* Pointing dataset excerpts
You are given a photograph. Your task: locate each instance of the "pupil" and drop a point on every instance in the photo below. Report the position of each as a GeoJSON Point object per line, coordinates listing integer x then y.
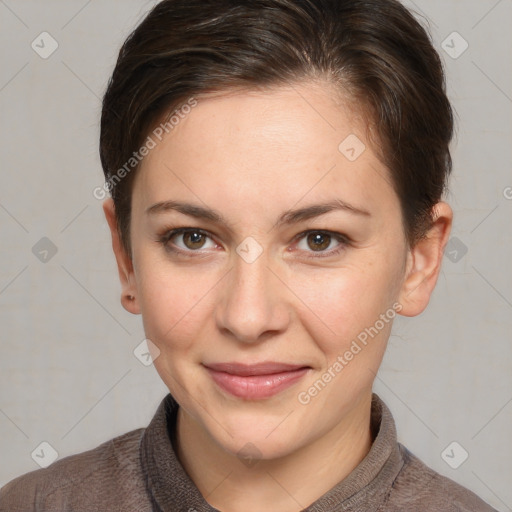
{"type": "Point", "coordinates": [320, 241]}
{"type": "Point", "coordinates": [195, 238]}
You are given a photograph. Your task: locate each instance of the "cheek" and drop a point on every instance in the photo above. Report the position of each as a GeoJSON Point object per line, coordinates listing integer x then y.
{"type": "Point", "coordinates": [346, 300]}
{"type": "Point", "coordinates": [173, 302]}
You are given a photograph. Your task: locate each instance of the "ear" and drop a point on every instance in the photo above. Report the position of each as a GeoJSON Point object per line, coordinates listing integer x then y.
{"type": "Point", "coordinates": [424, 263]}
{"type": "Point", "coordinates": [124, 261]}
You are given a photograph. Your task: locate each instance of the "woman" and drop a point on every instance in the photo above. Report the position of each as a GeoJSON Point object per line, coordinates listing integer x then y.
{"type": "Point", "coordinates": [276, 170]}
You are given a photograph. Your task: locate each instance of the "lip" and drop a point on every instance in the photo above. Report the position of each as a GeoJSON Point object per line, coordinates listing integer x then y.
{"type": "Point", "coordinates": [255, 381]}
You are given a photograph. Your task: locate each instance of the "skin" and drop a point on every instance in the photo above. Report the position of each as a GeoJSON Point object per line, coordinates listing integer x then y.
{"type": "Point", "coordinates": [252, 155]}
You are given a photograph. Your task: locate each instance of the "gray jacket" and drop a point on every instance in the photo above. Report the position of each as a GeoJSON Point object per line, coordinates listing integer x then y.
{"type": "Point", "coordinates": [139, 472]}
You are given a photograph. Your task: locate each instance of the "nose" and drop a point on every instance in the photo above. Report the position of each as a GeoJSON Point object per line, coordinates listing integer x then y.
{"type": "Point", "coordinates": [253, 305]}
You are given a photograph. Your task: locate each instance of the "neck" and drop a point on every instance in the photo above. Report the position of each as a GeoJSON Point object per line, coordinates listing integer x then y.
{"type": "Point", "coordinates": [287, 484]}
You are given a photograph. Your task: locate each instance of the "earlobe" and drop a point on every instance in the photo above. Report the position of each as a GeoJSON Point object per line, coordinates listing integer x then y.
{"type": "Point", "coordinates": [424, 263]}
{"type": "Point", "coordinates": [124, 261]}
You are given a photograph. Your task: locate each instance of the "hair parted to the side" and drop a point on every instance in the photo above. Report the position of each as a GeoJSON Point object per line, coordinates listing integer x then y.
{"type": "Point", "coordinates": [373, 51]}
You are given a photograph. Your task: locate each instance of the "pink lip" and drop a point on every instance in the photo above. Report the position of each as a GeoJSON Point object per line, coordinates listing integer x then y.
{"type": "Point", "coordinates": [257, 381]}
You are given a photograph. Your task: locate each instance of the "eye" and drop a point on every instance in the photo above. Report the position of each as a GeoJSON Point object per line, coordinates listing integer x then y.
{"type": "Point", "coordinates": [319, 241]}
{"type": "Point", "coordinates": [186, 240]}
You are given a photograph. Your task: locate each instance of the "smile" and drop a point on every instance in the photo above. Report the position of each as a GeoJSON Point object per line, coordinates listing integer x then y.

* SHORT PROBLEM
Set down, word for word, every line from the line that holds "parted to the" to the end of the entries above, including both ends.

* FINISHED ANSWER
You are given a photograph. Your task: locate each instance of the "hair parted to the side" and drop a point on every instance in the photo above. Report the position of each as a GeoJSON Point object per line, coordinates listing integer x then y.
{"type": "Point", "coordinates": [373, 51]}
You are given a photograph. Your task: locate each instance of the "pink lip" and drop a point on every instance in the photo above. Report the position of each as a GeoJSON Point object per line, coordinates listing integer x then y.
{"type": "Point", "coordinates": [257, 381]}
You are given a photograph. Your task: locate each instance of the "eye" and drop a point on every instance in the photo above. Report the position of each as a GeoJSON Point object per line, coordinates listing integer x then y.
{"type": "Point", "coordinates": [319, 241]}
{"type": "Point", "coordinates": [186, 240]}
You are given a photograph. Your task: locate each instance of the "smile" and drop a point on every instance in the photo above. Report the position of each as a GeoJSON Point object per line, coordinates listing integer x then y.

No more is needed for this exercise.